> [Your instructions] Look through the records and copy each line that has "railing" in it.

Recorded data
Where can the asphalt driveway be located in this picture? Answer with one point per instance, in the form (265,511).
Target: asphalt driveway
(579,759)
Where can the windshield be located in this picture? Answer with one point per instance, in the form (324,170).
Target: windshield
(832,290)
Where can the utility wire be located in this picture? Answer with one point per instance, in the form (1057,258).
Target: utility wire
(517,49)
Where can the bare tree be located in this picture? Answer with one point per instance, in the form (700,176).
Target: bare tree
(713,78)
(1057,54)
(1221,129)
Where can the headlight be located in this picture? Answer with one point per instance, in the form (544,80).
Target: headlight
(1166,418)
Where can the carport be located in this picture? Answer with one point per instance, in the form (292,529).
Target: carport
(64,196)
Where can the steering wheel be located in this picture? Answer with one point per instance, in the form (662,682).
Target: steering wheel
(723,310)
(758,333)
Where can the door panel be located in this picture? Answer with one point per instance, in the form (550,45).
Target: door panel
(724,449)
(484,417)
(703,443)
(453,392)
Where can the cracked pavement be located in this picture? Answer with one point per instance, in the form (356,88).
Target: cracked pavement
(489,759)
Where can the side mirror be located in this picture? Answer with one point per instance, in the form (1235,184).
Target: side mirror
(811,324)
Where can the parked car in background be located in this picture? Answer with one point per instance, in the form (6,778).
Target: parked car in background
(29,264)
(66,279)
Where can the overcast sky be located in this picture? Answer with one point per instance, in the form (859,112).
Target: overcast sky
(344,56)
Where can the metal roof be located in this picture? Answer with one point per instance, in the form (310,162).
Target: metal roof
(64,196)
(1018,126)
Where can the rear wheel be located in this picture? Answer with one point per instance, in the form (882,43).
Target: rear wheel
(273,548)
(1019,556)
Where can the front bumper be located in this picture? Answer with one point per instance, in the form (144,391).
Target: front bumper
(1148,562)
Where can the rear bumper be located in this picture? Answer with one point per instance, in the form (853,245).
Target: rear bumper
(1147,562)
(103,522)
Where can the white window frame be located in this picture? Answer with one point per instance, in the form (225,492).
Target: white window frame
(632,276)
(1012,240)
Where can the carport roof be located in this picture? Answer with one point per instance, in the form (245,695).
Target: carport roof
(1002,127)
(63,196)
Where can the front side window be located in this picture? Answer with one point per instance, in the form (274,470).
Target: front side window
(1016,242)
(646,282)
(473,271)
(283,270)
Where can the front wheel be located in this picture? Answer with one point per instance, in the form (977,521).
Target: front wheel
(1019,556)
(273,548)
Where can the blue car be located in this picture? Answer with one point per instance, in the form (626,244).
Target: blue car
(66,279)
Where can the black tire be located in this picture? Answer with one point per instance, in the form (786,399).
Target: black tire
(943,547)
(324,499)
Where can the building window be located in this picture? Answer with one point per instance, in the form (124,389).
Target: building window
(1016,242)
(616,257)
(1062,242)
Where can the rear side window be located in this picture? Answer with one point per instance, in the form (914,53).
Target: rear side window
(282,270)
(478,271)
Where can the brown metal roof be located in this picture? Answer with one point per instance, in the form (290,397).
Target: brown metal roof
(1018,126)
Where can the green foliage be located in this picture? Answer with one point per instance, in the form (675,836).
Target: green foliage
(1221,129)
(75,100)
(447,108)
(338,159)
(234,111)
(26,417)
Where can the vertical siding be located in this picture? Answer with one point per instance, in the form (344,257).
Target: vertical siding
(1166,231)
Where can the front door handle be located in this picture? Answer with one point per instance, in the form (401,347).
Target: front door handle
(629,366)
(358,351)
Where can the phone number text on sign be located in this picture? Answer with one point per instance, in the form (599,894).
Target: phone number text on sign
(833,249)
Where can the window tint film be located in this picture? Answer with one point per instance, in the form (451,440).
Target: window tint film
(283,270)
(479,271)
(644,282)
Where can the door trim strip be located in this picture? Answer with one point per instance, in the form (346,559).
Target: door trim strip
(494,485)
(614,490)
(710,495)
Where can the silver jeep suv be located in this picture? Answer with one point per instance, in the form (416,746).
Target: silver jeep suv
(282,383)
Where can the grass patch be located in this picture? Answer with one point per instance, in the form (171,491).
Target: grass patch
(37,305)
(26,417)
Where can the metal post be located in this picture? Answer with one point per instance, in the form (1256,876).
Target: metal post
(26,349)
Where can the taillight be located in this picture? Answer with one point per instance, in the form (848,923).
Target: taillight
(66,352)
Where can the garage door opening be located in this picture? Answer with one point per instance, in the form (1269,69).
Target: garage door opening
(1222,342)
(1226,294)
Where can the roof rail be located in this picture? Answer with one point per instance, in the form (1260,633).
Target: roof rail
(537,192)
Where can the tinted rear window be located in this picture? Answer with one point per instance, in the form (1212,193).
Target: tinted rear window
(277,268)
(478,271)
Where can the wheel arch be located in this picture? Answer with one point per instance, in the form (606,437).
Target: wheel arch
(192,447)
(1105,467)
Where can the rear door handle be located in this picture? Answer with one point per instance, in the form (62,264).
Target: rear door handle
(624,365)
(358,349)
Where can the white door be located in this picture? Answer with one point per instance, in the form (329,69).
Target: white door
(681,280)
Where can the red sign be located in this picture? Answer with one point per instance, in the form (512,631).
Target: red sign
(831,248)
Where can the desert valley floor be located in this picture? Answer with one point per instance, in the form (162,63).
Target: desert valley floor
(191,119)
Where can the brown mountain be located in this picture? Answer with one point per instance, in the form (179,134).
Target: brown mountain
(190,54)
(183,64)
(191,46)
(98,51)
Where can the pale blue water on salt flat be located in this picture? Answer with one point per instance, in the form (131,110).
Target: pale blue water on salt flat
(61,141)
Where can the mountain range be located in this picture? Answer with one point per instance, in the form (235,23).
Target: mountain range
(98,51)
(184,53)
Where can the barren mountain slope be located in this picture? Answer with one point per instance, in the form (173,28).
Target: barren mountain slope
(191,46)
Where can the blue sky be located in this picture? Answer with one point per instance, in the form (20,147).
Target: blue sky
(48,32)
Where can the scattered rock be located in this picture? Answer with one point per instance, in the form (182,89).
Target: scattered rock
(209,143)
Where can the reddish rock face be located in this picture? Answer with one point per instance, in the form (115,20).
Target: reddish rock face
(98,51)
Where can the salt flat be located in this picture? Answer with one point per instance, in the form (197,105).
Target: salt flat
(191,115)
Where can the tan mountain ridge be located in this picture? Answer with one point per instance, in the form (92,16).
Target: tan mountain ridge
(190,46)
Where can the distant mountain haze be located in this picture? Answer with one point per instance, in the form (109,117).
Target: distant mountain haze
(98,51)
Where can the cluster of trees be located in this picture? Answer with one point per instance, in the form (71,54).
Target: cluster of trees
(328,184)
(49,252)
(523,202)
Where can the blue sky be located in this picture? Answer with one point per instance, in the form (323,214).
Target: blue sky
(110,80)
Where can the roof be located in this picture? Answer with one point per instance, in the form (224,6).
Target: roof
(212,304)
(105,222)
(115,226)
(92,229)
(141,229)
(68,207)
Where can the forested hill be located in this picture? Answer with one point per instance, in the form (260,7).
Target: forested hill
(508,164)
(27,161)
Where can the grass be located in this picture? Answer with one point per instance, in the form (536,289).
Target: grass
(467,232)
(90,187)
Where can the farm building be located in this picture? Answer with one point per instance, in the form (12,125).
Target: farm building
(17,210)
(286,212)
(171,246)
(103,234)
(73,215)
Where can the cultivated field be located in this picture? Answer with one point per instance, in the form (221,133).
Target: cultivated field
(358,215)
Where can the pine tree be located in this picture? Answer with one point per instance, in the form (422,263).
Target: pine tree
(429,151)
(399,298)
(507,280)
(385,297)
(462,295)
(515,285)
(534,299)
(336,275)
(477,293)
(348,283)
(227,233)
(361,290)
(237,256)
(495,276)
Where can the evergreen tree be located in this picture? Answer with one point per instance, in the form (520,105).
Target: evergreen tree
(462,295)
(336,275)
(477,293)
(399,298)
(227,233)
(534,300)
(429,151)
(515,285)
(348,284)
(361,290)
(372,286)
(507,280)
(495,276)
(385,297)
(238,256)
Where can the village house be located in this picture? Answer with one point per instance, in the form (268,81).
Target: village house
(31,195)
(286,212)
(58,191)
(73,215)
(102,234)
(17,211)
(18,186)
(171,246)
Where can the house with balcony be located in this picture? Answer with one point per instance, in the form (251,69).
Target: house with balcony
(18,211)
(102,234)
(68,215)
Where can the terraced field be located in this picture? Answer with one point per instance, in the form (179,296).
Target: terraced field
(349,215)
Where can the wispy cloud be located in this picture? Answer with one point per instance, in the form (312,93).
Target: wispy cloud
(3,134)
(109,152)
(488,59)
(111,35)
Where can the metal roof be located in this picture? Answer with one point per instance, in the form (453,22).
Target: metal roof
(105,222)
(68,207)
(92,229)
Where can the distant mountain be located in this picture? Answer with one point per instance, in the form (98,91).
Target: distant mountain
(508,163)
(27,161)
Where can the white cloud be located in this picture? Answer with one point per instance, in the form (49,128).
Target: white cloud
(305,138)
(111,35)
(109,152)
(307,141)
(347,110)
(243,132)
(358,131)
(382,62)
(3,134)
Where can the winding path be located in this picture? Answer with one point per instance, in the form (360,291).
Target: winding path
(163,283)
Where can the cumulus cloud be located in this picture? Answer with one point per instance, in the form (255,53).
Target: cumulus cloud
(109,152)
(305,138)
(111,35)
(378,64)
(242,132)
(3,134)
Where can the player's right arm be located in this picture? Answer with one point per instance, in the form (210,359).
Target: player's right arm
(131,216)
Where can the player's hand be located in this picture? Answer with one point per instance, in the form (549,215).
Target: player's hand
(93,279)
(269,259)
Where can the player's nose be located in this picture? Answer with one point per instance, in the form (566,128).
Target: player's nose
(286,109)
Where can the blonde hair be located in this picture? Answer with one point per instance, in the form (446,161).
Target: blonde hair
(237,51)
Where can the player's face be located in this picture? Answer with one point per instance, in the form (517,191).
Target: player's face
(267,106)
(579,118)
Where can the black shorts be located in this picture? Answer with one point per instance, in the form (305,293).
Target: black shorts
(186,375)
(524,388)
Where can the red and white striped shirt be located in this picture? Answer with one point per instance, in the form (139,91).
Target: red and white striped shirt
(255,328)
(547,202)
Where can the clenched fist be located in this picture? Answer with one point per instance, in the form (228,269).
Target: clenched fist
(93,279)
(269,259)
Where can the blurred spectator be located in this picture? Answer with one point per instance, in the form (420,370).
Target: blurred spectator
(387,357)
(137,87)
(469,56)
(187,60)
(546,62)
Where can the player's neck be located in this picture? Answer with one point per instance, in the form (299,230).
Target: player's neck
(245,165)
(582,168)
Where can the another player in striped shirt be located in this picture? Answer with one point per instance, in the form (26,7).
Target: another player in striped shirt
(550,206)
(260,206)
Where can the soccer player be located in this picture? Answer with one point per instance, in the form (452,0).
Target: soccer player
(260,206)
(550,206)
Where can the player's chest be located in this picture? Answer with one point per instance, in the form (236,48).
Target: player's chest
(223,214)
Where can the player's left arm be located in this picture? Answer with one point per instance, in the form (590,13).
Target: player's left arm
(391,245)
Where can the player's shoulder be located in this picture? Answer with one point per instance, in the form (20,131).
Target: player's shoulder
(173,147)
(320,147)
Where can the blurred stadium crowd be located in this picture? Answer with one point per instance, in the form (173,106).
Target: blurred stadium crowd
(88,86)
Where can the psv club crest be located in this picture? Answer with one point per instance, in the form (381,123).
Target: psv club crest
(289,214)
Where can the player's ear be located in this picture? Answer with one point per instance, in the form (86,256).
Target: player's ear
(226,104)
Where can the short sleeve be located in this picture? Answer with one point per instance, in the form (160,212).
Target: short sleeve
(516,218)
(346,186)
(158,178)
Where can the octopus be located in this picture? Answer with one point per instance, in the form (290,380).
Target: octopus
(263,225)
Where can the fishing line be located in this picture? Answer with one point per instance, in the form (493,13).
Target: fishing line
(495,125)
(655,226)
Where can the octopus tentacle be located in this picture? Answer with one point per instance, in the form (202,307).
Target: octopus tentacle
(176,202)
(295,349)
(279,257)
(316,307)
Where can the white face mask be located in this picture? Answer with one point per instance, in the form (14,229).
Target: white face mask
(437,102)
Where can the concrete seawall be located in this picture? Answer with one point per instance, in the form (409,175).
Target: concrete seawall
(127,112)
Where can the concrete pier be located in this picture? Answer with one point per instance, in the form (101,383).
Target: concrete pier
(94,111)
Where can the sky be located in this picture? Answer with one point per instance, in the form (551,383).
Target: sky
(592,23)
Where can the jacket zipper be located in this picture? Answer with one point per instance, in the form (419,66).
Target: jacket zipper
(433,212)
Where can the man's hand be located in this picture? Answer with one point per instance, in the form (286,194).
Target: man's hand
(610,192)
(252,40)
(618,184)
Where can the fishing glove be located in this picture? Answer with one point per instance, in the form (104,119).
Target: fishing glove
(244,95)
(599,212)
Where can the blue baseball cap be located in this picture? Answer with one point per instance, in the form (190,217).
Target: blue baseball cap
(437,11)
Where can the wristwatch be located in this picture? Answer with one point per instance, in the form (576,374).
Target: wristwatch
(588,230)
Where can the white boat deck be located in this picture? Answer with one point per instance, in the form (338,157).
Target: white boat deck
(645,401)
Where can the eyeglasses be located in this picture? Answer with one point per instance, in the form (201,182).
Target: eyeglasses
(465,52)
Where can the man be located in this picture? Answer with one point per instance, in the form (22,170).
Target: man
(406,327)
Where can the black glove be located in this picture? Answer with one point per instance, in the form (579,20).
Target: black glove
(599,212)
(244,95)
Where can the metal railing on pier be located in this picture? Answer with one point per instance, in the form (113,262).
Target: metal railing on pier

> [Task result]
Where can the metal railing on pier be located in this picture? Answer with one point per instance, in the form (113,262).
Target: metal railing on pier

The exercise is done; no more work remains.